Passage provided >>
Constructing Choices: Inference, Risk, and Power

Three news notes have more in common than meets the eye:

Back in November, the Pennsylvania Department of Agriculture drew attention (and criticism) for banning “hormone free” labels on milk sold in the Commonwealth.  The theory is that suppressing information prevents consumer confusion; Rebecca Tushnet has a good critique, and some good links, here.  Today brings related news:

The NYT includes an op-ed by the always-provocative Atul Gawande, reporting that the federal Office of Human Research Protections has decided to shut down a program that instituted a checklist procedure in certain intensive-care units that is designed to dramatically cut the rate of hospital infections – and that works.  Apparently, the government reasoned not only that the program failed to obtain necessary patient consent, but “the data gathered in testing it could put . . . the doctors at risk — by exposing how poorly some of them follow basic infection-prevention procedures.”  As with milk labeling, the question framed by the regulation isn’t the actual risk involved (risk of patient infection, risk of harm from drinking milk produced by cows treated with hormones).  The question is different, and it has two parts:  First, how does (and how should) the law construct awareness of risk, that is, construct choices; second, what model of inferential thinking does (should) the government use when it regulate.  Will permitting ICU professionals to follow a five-step pre-treatment checklist really lead non-checklist professionals to conclude that they are working in an unsafe environment?

Entries supplied >>
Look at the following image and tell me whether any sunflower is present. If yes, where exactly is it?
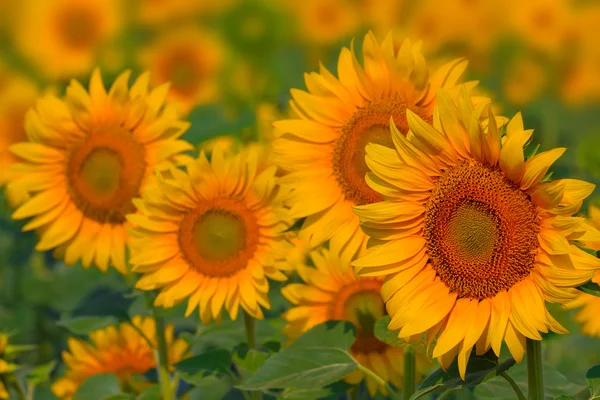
[353,86,600,379]
[52,315,189,399]
[139,26,225,112]
[10,70,193,273]
[282,248,428,396]
[14,0,122,78]
[273,34,476,260]
[569,206,600,338]
[0,66,39,207]
[127,146,287,324]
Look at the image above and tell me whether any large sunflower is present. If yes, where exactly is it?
[128,146,286,324]
[13,0,123,78]
[52,316,189,399]
[282,248,428,396]
[11,70,192,272]
[353,90,600,378]
[273,34,476,260]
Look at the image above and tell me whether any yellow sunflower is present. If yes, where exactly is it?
[139,26,225,112]
[273,34,476,260]
[52,316,189,400]
[128,146,287,324]
[282,248,428,396]
[14,0,122,78]
[570,206,600,338]
[10,70,193,273]
[0,66,39,207]
[353,86,600,378]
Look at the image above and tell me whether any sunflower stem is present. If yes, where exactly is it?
[500,372,527,400]
[357,363,400,399]
[244,311,262,400]
[402,344,416,400]
[145,292,174,400]
[527,338,544,400]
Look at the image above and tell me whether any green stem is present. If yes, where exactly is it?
[244,312,262,400]
[402,344,417,400]
[357,363,400,399]
[527,338,544,400]
[145,292,175,400]
[500,372,526,400]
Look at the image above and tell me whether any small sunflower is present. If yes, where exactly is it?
[128,146,287,324]
[353,90,600,379]
[52,316,189,400]
[282,248,428,396]
[14,0,122,78]
[139,26,225,112]
[273,34,476,260]
[10,70,193,273]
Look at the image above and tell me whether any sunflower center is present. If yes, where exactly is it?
[424,161,540,299]
[179,198,260,277]
[332,99,431,205]
[58,8,98,50]
[66,127,146,223]
[330,279,387,354]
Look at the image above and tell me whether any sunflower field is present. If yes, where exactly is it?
[0,0,600,400]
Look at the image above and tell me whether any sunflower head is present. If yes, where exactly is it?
[128,146,287,323]
[282,248,428,396]
[14,0,122,78]
[10,70,192,273]
[353,86,600,378]
[274,29,473,258]
[52,316,189,400]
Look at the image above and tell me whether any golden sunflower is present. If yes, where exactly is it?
[282,248,428,396]
[14,0,122,78]
[127,146,286,324]
[353,86,600,378]
[273,34,476,260]
[139,26,225,112]
[52,315,189,399]
[11,70,193,273]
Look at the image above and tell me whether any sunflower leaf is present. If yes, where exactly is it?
[410,351,516,400]
[373,315,406,347]
[585,364,600,400]
[238,321,357,390]
[577,281,600,297]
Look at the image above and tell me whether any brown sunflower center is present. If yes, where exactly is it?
[332,99,431,205]
[66,127,146,223]
[330,279,387,354]
[424,161,540,299]
[57,7,99,50]
[179,198,259,276]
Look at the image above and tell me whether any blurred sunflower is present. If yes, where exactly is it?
[289,0,361,46]
[14,0,122,78]
[52,315,189,400]
[128,146,287,324]
[10,70,193,273]
[353,90,600,379]
[139,26,225,112]
[282,245,428,396]
[0,66,39,207]
[273,30,474,256]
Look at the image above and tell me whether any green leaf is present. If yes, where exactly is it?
[585,365,600,400]
[239,321,357,390]
[73,374,122,400]
[56,317,117,335]
[473,362,587,400]
[577,281,600,297]
[410,351,515,400]
[27,360,56,386]
[373,315,406,347]
[175,349,231,384]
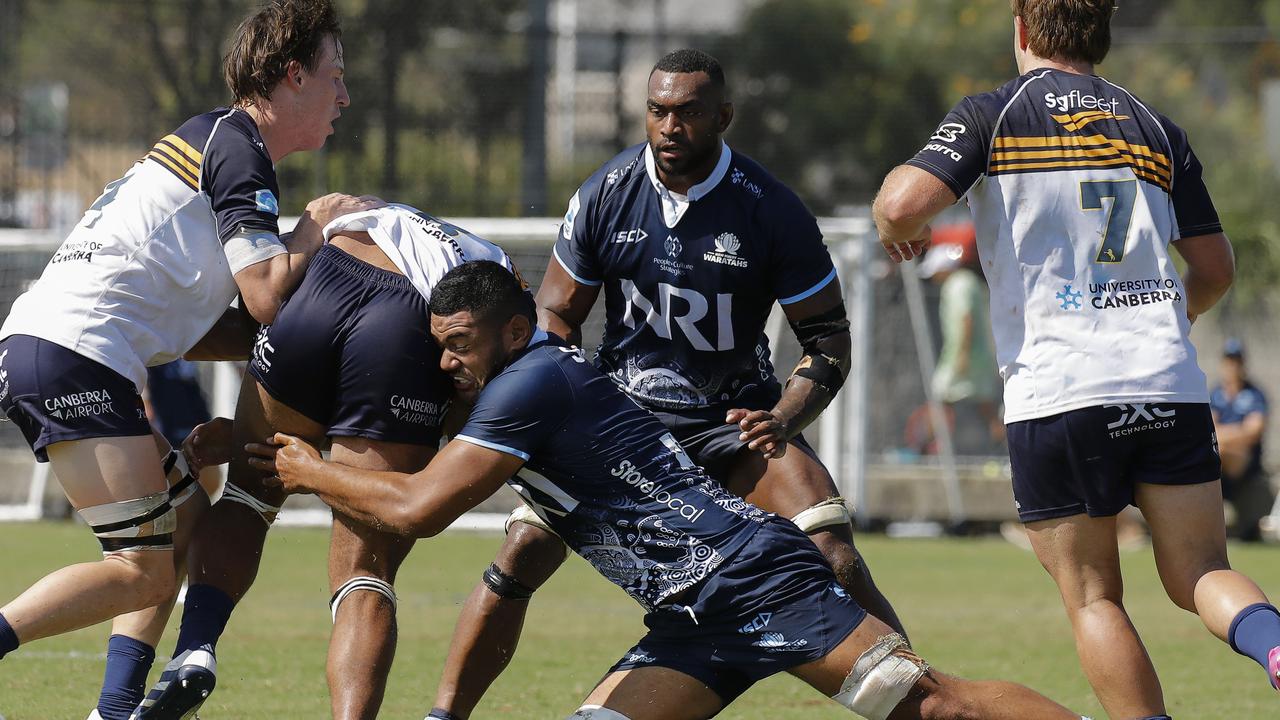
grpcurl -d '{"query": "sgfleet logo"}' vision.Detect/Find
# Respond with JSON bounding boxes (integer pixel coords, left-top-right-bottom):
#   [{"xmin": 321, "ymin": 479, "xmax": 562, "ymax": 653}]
[
  {"xmin": 609, "ymin": 460, "xmax": 707, "ymax": 523},
  {"xmin": 1044, "ymin": 90, "xmax": 1120, "ymax": 115},
  {"xmin": 1102, "ymin": 402, "xmax": 1178, "ymax": 438}
]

Check your understanding >>
A - Do the following statements agree with the essay on milk labels and the ICU checklist? Answer yes or no for each, and quote the words from the essay that decide it.
(i) The Pennsylvania Department of Agriculture banned "hormone free" labels on milk sold in the Commonwealth.
(ii) According to the essay, the ICU checklist program did not actually reduce hospital infections.
(iii) Atul Gawande's op-ed appeared in the NYT.
B - Pick up the essay on inference, risk, and power right after its closing question about the five-step checklist, and write its next paragraph.

Exercise responses >>
A -
(i) Yes: "the Pennsylvania Department of Agriculture drew attention (and criticism) for banning “hormone free” labels on milk sold in the Commonwealth"
(ii) No: "designed to dramatically cut the rate of hospital infections – and that works"
(iii) Yes: "The NYT includes an op-ed by the always-provocative Atul Gawande"

B -
Of course, it’s entirely possible that both agencies aren’t engaging in sub silentio group psychology; instead, the choices they frame may be the products of politics and power.  That brings me to news item three, which has gotten a lot of attention in the sports pages but less attention elsewhere:  The NFL Network, the league’s own cable channel, agreed to share rights to last night’s Patriots/Giants showdown with both NBC and CBS.  As the Times summarizes today, the NFL wanted consumers to “choose” the NFL Network by pressuring their cable providers to carry it as part of basic cable service.  “Choosing” a cable provider is complicated business, however (not to mention “choosing” a premium cable sports channel), when the incumbent carriers and the incumbent cable sports channel (ESPN) have more economic clout and more political muscle than the NFL believed.  The NFL Network remains marginalized in the cable TV world.  But the network was scheduled to be the sole outlet for last night’s game — in which the Patriots tried to close out an undefeated, untied regular season, and ultimately succeeded — and that fact, and the presumption that an extraordinarily large viewing audience would be interested in the game,  drew Congressional attention, and pressure.  A deal was struck; fans of professional football got to watch the game of their choice via not one but two broadcast networks.  Many of those broadcast viewers were watching the NFL Network feed on NBC or CBS channels on their cable systems. 

As the Times notes, will that taste of “choice” lead football consumers to demand that the NFL Network be added to basic cable?  Will regulators infer that consumers would demand that “choice” but for some failure of market processes (incumbency or related factors, perhaps) — and regulate accordingly?  Or was this a one-shot event, an extraordinary game that produced an extraordinary deal, with no expected consumer fallout?  As with milk, the regulatory question is not “choice” or “no choice,” but which kind of choice, and what regulators expect of consumers and purchasers.